→ **Reading text**

···

17.5. Packet Transmission

The most important tasks performed by network interfaces are data transmission and reception. We start with transmission because it is slightly easier to understand.

Transmission refers to the act of sending a packet over a network link. Whenever the kernel needs to transmit a data packet, it calls the driver's hard_start_transmit method to put the data on an outgoing queue. Each packet handled by the kernel is contained in a socket buffer structure (struct sk_buff), whose definition is found in <linux/skbuff.h>. The structure gets its name from the Unix abstraction used to represent a network connection, the socket. Even if the interface has nothing to do with sockets, each network packet belongs to a socket in the higher network layers, and the input/output buffers of any socket are lists of struct sk_buff structures. The same sk_buff structure is used to host network data throughout all the Linux network subsystems, but a socket buffer is just a packet as far as the interface is concerned.

A pointer to sk_buff is usually called skb, and we follow this practice both in the sample code and in the text.

The socket buffer is a complex structure, and the kernel offers a number of functions to act on it. The functions are described later in Section 17.10; for now, a few basic facts about sk_buff are enough for us to write a working driver.

The socket buffer passed to hard_start_xmit contains the physical packet as it should appear on the media, complete with the transmission-level headers. The interface doesn't need to modify the data being transmitted. skb->data points to the packet being transmitted, and skb->len is its length in octets. This situation gets a little more complicated if your driver can handle scatter/gather I/O; we get to that in Section 17.5.3.

The snull packet transmission code follows; the physical transmission machinery has been isolated in another function, because every interface driver must implement it according to the specific hardware being driven:

int snull_tx(struct sk_buff *skb, struct net_device *dev)
{
    int len;
    char *data, shortpkt[ETH_ZLEN];
    struct snull_priv *priv = netdev_priv(dev);
    
    data = skb->data;
    len = skb->len;
    if (len < ETH_ZLEN) {
        memset(shortpkt, 0, ETH_ZLEN);
        memcpy(shortpkt, skb->data, skb->len);
        len = ETH_ZLEN;
        data = shortpkt;
    }
    dev->trans_start = jiffies; /* save the timestamp */

    /* Remember the skb, so we can free it at interrupt time */
    priv->skb = skb;

    /* actual deliver of data is device-specific, and not shown here */
    snull_hw_tx(data, len, dev);

    return 0; /* Our simple device can not fail */
}

The transmission function, thus, just performs some sanity checks on the packet and transmits the data through the hardware-related function. Do note, however, the care that is taken when the packet to be transmitted is shorter than the minimum length supported by the underlying media (which, for snull, is our virtual "Ethernet"). Many Linux network drivers (and those for other operating systems as well) have been found to leak data in such situations. Rather than create that sort of security vulnerability, we copy short packets into a separate array that we can explicitly zero-pad out to the full length required by the media. (We can safely put that data on the stack, since the minimum length—60 bytes—is quite small).

···

→ **Data**
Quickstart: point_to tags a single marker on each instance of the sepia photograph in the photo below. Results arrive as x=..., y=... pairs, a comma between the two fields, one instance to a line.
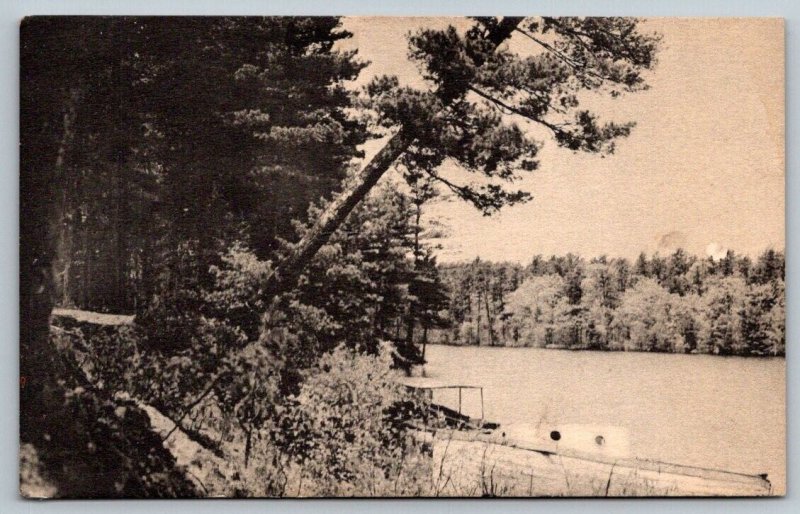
x=336, y=256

···

→ **Exercise 1**
In the packet transmission text, turn the paragraph beginning "The socket buffer passed to hard_start_xmit" into a short bulleted list that keeps its main facts.
→ **Exercise 2**
According to the packet transmission text, what is the minimum length that short packets are zero-padded out to?

→ **Complete answer 1**
- The socket buffer passed to hard_start_xmit holds the physical packet as it should appear on the media, including the transmission-level headers.
- The interface does not need to modify the data being transmitted.
- skb->data points to the packet being transmitted, and skb->len gives its length in octets.
- Drivers that handle scatter/gather I/O face a more complicated situation, covered in Section 17.5.3.

→ **Complete answer 2**
60 bytes.